* START *
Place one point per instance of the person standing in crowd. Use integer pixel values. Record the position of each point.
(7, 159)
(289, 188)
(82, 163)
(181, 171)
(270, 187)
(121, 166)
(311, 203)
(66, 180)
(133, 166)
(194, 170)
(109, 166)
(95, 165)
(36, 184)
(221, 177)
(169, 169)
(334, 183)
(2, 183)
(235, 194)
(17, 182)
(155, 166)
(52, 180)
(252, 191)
* END *
* START *
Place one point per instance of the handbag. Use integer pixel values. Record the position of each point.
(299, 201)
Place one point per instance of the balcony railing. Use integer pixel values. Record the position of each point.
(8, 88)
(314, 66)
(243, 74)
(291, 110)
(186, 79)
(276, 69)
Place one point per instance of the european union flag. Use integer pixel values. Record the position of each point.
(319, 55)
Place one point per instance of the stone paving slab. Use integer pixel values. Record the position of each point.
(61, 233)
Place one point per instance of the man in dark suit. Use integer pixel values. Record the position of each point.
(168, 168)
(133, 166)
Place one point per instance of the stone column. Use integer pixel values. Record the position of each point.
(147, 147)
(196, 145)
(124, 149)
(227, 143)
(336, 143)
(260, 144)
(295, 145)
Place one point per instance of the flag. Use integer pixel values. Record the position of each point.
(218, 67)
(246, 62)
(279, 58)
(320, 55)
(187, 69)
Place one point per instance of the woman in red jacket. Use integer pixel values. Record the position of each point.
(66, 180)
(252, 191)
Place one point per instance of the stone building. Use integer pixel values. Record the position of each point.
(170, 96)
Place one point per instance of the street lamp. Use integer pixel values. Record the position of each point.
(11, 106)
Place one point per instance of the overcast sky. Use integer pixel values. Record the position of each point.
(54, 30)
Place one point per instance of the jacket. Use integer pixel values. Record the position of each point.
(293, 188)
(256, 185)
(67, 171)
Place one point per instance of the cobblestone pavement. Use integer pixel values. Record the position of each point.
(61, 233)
* END *
▶ To do
Please collect every line of the material above that contains the word "jacket", copying each one in full.

▶ Response for this exercise
Place one point per instance of the woman in red jacket. Use integer pixel values. Record the position of each point.
Place one point per instance of the jacket. Use integer pixel values. Record the position of each point.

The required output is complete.